> TASK PROMPT: Set down every record below exactly as written, but leave out the pictures.

> RECORDED INFORMATION:
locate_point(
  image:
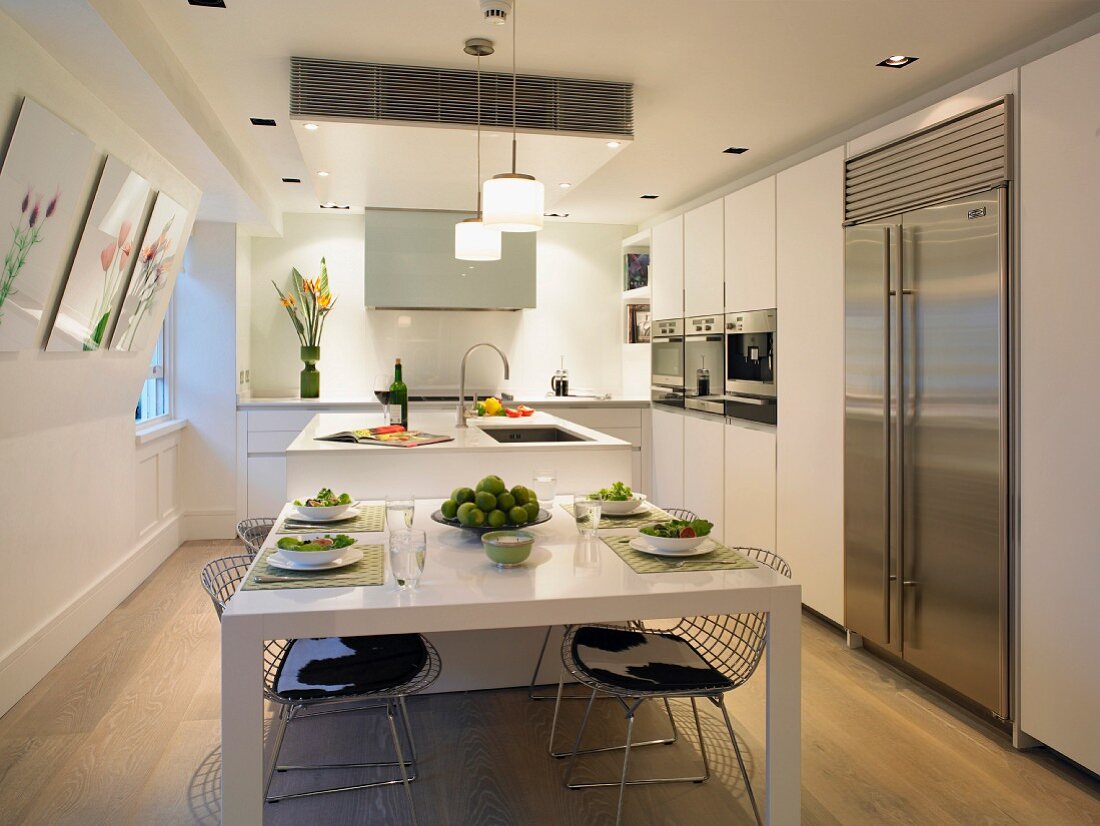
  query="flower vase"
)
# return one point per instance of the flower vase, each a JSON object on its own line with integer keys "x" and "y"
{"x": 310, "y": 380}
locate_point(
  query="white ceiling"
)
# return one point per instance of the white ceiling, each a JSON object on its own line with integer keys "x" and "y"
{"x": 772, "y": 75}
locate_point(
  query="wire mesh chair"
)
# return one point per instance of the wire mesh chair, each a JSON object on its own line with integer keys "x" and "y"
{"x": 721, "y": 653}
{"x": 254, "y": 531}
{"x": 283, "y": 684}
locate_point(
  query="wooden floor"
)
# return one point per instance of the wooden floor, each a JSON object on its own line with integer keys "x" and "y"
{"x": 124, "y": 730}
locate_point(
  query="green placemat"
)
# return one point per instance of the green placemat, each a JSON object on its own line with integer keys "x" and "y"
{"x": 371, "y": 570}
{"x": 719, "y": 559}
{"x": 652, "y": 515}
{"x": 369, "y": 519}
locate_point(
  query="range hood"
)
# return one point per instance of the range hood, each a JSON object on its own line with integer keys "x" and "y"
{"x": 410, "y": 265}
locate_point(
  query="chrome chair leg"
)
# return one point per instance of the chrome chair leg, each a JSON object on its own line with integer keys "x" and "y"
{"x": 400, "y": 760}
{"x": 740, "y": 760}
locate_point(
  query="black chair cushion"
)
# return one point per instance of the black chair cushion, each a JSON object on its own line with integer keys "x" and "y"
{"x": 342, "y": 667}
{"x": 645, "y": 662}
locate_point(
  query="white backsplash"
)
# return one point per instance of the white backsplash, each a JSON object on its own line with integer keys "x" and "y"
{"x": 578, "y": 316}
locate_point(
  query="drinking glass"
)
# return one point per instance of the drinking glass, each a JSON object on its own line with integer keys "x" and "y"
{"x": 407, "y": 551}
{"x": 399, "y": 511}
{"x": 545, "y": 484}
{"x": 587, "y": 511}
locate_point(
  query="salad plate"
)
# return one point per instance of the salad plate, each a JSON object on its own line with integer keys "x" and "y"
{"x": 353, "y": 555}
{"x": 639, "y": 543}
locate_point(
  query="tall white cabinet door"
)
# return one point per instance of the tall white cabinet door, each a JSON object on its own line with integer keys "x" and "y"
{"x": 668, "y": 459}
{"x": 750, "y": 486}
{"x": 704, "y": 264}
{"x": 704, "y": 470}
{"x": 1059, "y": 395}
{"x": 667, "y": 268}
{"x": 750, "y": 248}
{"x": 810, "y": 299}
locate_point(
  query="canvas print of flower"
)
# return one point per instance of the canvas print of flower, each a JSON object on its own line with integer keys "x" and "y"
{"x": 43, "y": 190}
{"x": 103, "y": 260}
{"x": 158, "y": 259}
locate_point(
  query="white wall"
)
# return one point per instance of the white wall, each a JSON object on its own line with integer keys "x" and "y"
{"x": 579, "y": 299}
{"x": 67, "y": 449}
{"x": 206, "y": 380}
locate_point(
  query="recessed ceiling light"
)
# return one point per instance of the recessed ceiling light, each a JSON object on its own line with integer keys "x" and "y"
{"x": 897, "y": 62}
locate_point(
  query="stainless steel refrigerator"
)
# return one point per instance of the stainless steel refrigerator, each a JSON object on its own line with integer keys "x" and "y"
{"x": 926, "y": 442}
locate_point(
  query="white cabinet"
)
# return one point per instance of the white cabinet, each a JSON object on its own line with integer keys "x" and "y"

> WRITTEN ANSWER:
locate_point(
  image:
  query="flower vase"
)
# return one point per instance of the flower vase, each a JSON object on its own line with integer keys "x" and "y"
{"x": 310, "y": 380}
locate_point(
  query="white ceiling"
)
# return one point per instance of the white ceiling, each a JSON object on its own line with integer keys "x" and "y"
{"x": 772, "y": 75}
locate_point(
  query="wire mesh chair"
)
# return one point per instance of the wire mesh chair, each a JSON object on its own line with integer keys "x" and "y"
{"x": 721, "y": 653}
{"x": 254, "y": 531}
{"x": 283, "y": 684}
locate_point(
  query="wooden floor"
)
# return one point per instance of the wooden floor, each a JSON object on its own line with integer keys "x" and "y"
{"x": 124, "y": 730}
locate_point(
  query="green placemat"
)
# return one point per instance of the green placemat, each a JSON object on its own line with integer keys "x" and "y"
{"x": 371, "y": 570}
{"x": 719, "y": 559}
{"x": 652, "y": 515}
{"x": 369, "y": 519}
locate_point(
  query="range hood"
)
# return one point per instance of the range hood, each a JSON object on its own line with integer keys "x" and "y"
{"x": 410, "y": 265}
locate_point(
  query="chrome chair leg"
)
# return one point per instance of the chrome chair leg, each a JSON object on its own line with integer keys "x" and "y"
{"x": 400, "y": 760}
{"x": 740, "y": 760}
locate_point(
  query="black chair cushion"
)
# return one point per instance of the black chair cushion, each a JSON object on its own line with integer keys "x" and "y"
{"x": 342, "y": 667}
{"x": 645, "y": 662}
locate_point(
  query="white backsplash"
)
# return one point per instance of the white backsplash, each a JSON object on its own line with integer keys "x" and "y"
{"x": 578, "y": 316}
locate_point(
  query="drinking glass"
)
# return one point per instance of the drinking glass, each a JSON object on its own line with integer keys "x" and "y"
{"x": 407, "y": 551}
{"x": 399, "y": 511}
{"x": 545, "y": 484}
{"x": 587, "y": 511}
locate_point(
  query="salad plate"
)
# return one point per instance of the salad plate, each a JSON object on its own line with integer keys "x" and "y"
{"x": 353, "y": 555}
{"x": 639, "y": 543}
locate_point(
  query="tall white cabinet door"
)
# return one point per instance of the tall white cabinet door, each a JSON object on its own line with integer keys "x" and "y"
{"x": 668, "y": 459}
{"x": 750, "y": 486}
{"x": 704, "y": 264}
{"x": 704, "y": 470}
{"x": 1059, "y": 395}
{"x": 667, "y": 268}
{"x": 750, "y": 248}
{"x": 810, "y": 299}
locate_point(
  query="canvas print of flower"
)
# return one point per instance of the canvas print of flower, each a JSON object on its own line with integer keys "x" and "y"
{"x": 43, "y": 190}
{"x": 103, "y": 260}
{"x": 158, "y": 259}
locate_point(
  query="white wall"
)
# return one point per instance of the white wall, each a JSON object on its own line with integer keys "x" and "y"
{"x": 579, "y": 299}
{"x": 67, "y": 449}
{"x": 206, "y": 380}
locate_point(
  query="recessed ceiling light"
)
# return one point per instance of the recessed ceiling light, each a JSON object on its own line with integer keys "x" and "y"
{"x": 897, "y": 62}
locate_point(
  query="stainless steel refrigerator"
)
# return one point per instance of the stainless steel refrigerator, each a JSON object on its own line with integer keys "x" and "y"
{"x": 926, "y": 442}
locate_point(
  query="white cabinet"
)
# return one point per instance of the white cabinet, each a JSON object on its own line with integer keys "x" and "y"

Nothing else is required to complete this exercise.